Aim> Please copy all of the records below word for word, keeping every line unchanged and in its original order.

Material to process>
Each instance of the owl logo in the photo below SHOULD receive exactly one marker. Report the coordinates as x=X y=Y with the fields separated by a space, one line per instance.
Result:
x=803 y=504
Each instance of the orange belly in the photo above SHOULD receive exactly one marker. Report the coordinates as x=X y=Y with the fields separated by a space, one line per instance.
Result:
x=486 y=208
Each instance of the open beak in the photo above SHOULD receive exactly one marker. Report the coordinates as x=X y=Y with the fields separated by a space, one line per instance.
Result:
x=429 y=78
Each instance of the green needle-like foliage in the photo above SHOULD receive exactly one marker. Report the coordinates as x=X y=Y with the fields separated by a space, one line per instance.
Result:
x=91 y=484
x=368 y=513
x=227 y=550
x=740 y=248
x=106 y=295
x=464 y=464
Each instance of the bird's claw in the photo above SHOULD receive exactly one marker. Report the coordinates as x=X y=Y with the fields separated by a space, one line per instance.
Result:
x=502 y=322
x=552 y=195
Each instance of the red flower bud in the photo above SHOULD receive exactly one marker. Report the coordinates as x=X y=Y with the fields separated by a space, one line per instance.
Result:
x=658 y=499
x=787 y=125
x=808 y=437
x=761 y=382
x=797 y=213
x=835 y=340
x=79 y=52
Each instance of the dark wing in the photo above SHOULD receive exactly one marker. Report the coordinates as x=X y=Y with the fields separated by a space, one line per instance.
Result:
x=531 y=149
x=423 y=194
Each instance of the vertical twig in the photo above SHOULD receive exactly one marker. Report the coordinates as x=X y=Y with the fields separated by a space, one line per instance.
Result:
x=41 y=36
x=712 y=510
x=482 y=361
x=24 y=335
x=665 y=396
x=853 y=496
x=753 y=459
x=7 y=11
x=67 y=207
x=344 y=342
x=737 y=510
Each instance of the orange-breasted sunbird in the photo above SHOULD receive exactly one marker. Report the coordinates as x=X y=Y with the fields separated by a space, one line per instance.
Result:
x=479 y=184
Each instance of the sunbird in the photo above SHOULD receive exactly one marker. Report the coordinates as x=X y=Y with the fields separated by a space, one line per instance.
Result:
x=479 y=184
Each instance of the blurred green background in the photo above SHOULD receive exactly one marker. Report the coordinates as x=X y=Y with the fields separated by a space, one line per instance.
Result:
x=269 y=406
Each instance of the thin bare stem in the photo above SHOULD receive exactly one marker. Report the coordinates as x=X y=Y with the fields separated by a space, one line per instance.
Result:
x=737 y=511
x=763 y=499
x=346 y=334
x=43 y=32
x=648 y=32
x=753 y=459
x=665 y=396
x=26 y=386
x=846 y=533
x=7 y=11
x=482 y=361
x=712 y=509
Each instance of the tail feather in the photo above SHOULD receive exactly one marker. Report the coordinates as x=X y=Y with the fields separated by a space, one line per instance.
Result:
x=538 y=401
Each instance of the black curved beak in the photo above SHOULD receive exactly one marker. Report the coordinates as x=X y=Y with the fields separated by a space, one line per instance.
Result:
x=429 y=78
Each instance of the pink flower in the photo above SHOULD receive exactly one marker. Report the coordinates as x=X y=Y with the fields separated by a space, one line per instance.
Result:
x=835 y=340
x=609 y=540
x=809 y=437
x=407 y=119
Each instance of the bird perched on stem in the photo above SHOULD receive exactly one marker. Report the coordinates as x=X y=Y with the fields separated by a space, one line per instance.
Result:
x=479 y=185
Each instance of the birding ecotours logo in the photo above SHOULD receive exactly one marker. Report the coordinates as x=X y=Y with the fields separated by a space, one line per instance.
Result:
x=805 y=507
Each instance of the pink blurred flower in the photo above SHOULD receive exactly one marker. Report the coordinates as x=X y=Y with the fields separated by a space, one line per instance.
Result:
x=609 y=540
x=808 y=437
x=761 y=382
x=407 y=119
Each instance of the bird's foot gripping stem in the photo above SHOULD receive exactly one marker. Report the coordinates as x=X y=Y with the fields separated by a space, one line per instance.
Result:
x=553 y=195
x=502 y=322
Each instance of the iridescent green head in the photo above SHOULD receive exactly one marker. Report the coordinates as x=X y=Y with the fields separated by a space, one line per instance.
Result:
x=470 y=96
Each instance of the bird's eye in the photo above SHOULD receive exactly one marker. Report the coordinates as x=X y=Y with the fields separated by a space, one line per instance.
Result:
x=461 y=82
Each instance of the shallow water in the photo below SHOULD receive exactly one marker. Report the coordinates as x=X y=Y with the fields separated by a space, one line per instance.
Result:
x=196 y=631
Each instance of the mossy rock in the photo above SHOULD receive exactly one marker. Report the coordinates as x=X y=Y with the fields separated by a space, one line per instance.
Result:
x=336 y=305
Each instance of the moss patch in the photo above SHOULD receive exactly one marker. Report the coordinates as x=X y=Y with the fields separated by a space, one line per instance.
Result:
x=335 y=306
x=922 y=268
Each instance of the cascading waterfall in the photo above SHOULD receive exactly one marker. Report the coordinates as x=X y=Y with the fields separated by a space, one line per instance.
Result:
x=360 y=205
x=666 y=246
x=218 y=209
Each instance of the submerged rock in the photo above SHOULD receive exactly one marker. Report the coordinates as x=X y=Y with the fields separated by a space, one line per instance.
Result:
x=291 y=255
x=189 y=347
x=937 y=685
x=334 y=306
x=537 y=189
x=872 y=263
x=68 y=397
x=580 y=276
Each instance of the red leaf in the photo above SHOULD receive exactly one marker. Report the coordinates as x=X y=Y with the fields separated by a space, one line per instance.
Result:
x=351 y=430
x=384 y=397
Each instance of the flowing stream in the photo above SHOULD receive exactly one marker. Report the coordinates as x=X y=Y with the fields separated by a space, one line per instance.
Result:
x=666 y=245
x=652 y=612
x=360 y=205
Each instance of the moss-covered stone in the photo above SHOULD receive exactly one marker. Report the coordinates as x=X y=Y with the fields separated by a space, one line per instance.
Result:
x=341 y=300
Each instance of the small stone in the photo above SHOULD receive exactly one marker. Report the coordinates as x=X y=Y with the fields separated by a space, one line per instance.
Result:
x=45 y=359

Answer to this task>
Each instance of the owl logo in the photo below SHOULD receive exactly one marker. Report the coordinates as x=X y=Y with the fields separated by a space, one line per instance.
Result:
x=803 y=504
Each instance of the orange belly in the photo above SHOULD receive exactly one marker. Report the coordinates as x=X y=Y with the fields separated by a space, one line per instance.
Result:
x=486 y=208
Each instance of the open beak in the photo above SHOULD receive exactly one marker. Report the coordinates as x=X y=Y with the fields separated by a space, one line per instance.
Result:
x=429 y=78
Each instance of the green needle-like foliage in the photo above SHOULD receive exactly one marker. Report the coordinates as x=X y=Y with the fields separated by a space, one line per instance.
Result:
x=91 y=484
x=368 y=513
x=227 y=550
x=740 y=248
x=106 y=295
x=464 y=464
Each instance of the bird's claw in the photo above SHOULD receive exactly one marker. Report the coordinates as x=X y=Y with the fields separated by a space, one line per instance.
Result:
x=502 y=322
x=552 y=195
Each instance of the red flower bud in the photo above SHOULD receive exactly one marker. Report the coordinates as x=X y=Y with the fields separated by a space, one line per instance.
Result:
x=658 y=499
x=787 y=125
x=808 y=437
x=761 y=382
x=797 y=213
x=835 y=340
x=79 y=52
Each instance of the dark wing in the photo above SHOULD receive exactly one marker. Report the coordinates as x=X y=Y with the fields separated by a space, one line per instance.
Result:
x=531 y=149
x=423 y=194
Each instance of the vertical twig in the photo above SHOULD receive exactly one marker. Report the coordinates as x=X y=Y with the fields separated by a space, one line per instance.
Result:
x=41 y=36
x=712 y=510
x=482 y=361
x=24 y=335
x=665 y=396
x=853 y=496
x=753 y=459
x=7 y=11
x=67 y=207
x=344 y=342
x=737 y=510
Each instance of the orange-breasted sunbird in the photo above SHOULD receive exactly one marker. Report the coordinates as x=X y=Y with the fields separated by a space, one line per instance.
Result:
x=479 y=184
Each instance of the sunbird in the photo above SHOULD receive exactly one marker. Report the coordinates as x=X y=Y with the fields separated by a space, one line per instance.
Result:
x=479 y=184
Each instance of the blurred green background in the photo above SHOULD receive exactly one marker. Report the coordinates as x=X y=Y with the fields separated by a space, one line per instance.
Result:
x=269 y=406
Each instance of the thin bare stem in the photo above SHOULD receive exactly one marker. Report the coordinates as x=X y=Y with the fields separated by a space, one line per instance.
Result:
x=737 y=511
x=763 y=499
x=346 y=334
x=43 y=32
x=648 y=32
x=753 y=459
x=665 y=396
x=26 y=386
x=846 y=533
x=7 y=11
x=482 y=361
x=712 y=509
Each instance of the tail feather in the photo above SHOULD receive exactly one marker. Report the coordinates as x=X y=Y with the fields separated by a space, one line per instance.
Result:
x=538 y=401
Each instance of the black curved beak in the photo above SHOULD receive exactly one marker. Report the coordinates as x=X y=Y with the fields separated by a space, one line per instance.
Result:
x=429 y=78
Each instance of the pink flower in the photo above SHOULD receive exactly one marker. Report the coordinates as x=X y=Y with the fields separated by a space, one line per instance.
Result:
x=835 y=340
x=609 y=540
x=809 y=437
x=407 y=119
Each instance of the bird perched on stem in the photo above SHOULD receive exactly one marker. Report the coordinates as x=X y=Y with the fields separated by a space, one line per instance.
Result:
x=479 y=185
Each instance of the birding ecotours logo in the photo above SHOULD receive exactly one marker. Report the coordinates as x=X y=Y with the fields separated by a space, one line per instance.
Result:
x=805 y=507
Each instance of the pink blurred flower in the photo above SHOULD receive exactly one marker. Report the coordinates as x=X y=Y with the fields separated by a space, one line per instance.
Result:
x=609 y=540
x=808 y=437
x=761 y=382
x=407 y=119
Each instance of the bird's foot gripping stem in the photo above SHOULD receive exactly one marker. Report the coordinates as x=X y=Y with the fields separated by a space, one line per instance.
Result:
x=553 y=195
x=502 y=322
Each instance of the iridescent green head in the photo above SHOULD receive exactly one marker. Report the coordinates as x=X y=Y with the fields separated by a space, one line per instance.
Result:
x=470 y=96
Each instance of the bird's eye in the photo above SHOULD receive exactly one marker. Report the coordinates as x=X y=Y with the fields separated by a space, one line per instance.
Result:
x=461 y=82
Each instance of the shallow water in the photo below SHOULD receive exactly one marker. Report the coordinates as x=X y=Y with the fields separated by a space, one line per instance.
Result:
x=196 y=631
Each instance of the mossy rock in the photo above SHOULD receive exactly one marker. Report the coordinates as x=X y=Y with the fields separated by a space, one line per instance.
Result:
x=336 y=305
Each instance of the moss patch in the photo above SHOULD receive exactly one marker. Report the coordinates as x=X y=Y with the fields separated by a space, one line per instance.
Result:
x=335 y=306
x=922 y=268
Each instance of the cascading waterfall in the photo above SHOULD receive exactly one marker. Report the coordinates as x=X y=Y with the fields separated by a space, one line per instance.
Result:
x=360 y=205
x=666 y=246
x=218 y=209
Each instance of the submerged rock in the photo above SHOULD receive exactly one marker. Report the coordinates as x=X y=Y with the fields separated by a space, one line per instance.
Result:
x=291 y=255
x=189 y=347
x=937 y=685
x=334 y=306
x=537 y=189
x=872 y=263
x=68 y=397
x=580 y=276
Each instance of the red leaf in the photo above SHOULD receive exactly one marker. Report the coordinates as x=X y=Y with the fields separated by a space, one line per instance.
Result:
x=351 y=430
x=384 y=397
Each instance of the flowing stream in the photo above SHOULD receive exactly one marker. Report the coordinates as x=X y=Y with the fields separated by a space, one line per instance.
Result:
x=666 y=245
x=652 y=612
x=360 y=205
Each instance of the moss-covered stone in the photo above SHOULD receive exactly one marker. Report the coordinates as x=X y=Y with the fields separated by a space, one line per instance.
Result:
x=341 y=300
Each instance of the small stone in the photo above SHOULD receive exactly one marker. Report the coordinates as x=X y=Y with the fields separated by a space, one line per instance.
Result:
x=45 y=359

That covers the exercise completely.